* Apply what you read
**1)** Answer these questions using the text on Kristallnacht:
(a) On what dates did the pogrom take place?
(b) According to early reporting, how many Jewish people were murdered during the attacks?
(c) How many people were arrested and incarcerated in Nazi concentration camps?
**2)** Print the part of the text on Kristallnacht that starts with "Kristallnacht (German pronunciation: [kʁɪsˈtalnaχt];" and goes on through "their windows smashed.".

* Given text
§ §

Kristallnacht (German pronunciation: [kʁɪsˈtalnaχt]; English: "Crystal Night") or Reichskristallnacht [ˌʁaɪçs.kʁɪsˈtalnaχt], also referred to as the Night of Broken Glass, Reichspogromnacht [ˌʁaɪçs.poˈɡʁoːmnaχt] or simply Pogromnacht [poˈɡʁoːmnaχt] ( listen), and Novemberpogrome [noˈvɛmbɐpoɡʁoːmə] ( listen), was a pogrom (a series of coordinated deadly attacks) against Jews throughout Nazi Germany and Austria on 9–10 November 1938, carried out by SA paramilitary forces and non-Jewish civilians. German authorities looked on without intervening. The name Kristallnacht comes from the shards of broken glass that littered the streets after Jewish-owned stores, buildings, and synagogues had their windows smashed.
Estimates of the number of fatalities caused by the pogrom have varied. Early reporting estimated that 91 Jewish people were murdered during the attacks. Modern analysis of German scholarly sources by historians such as Richard J. Evans puts the number much higher. When deaths from post-arrest maltreatment and subsequent suicides are included, the death toll climbs into the hundreds.
Additionally, 30,000 were arrested and incarcerated in Nazi concentration camps. Jewish homes, hospitals, and schools were ransacked, as the attackers demolished buildings with sledgehammers. Over 1,000 synagogues were burned (95 in Vienna alone) and over 7,000 Jewish businesses destroyed or damaged. Martin Gilbert writes that no event in the history of German Jews between 1933 and 1945 was so widely reported as it was happening, and the accounts from the foreign journalists working in Germany sent shock waves around the world. The Times wrote at the time: "No foreign propagandist bent upon blackening Germany before the world could outdo the tale of burnings and beatings, of blackguardly assaults on defenseless and innocent people, which disgraced that country yesterday."

§ §

* Material supplied
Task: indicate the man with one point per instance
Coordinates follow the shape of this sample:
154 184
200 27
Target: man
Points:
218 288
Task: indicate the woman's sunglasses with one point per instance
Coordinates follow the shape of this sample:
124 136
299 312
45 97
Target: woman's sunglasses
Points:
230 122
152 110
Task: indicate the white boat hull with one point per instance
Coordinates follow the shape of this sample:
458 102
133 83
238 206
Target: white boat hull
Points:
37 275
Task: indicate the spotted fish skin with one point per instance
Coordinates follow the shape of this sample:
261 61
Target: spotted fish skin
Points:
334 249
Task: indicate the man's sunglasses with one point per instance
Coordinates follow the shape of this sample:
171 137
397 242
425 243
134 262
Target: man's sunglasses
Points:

§ §

* Solutions
**1)**
(a) 9–10 November 1938
(b) 91
(c) 30,000

**2)**
Kristallnacht (German pronunciation: [kʁɪsˈtalnaχt]; English: "Crystal Night") or Reichskristallnacht [ˌʁaɪçs.kʁɪsˈtalnaχt], also referred to as the Night of Broken Glass, Reichspogromnacht [ˌʁaɪçs.poˈɡʁoːmnaχt] or simply Pogromnacht [poˈɡʁoːmnaχt] ( listen), and Novemberpogrome [noˈvɛmbɐpoɡʁoːmə] ( listen), was a pogrom (a series of coordinated deadly attacks) against Jews throughout Nazi Germany and Austria on 9–10 November 1938, carried out by SA paramilitary forces and non-Jewish civilians. German authorities looked on without intervening. The name Kristallnacht comes from the shards of broken glass that littered the streets after Jewish-owned stores, buildings, and synagogues had their windows smashed.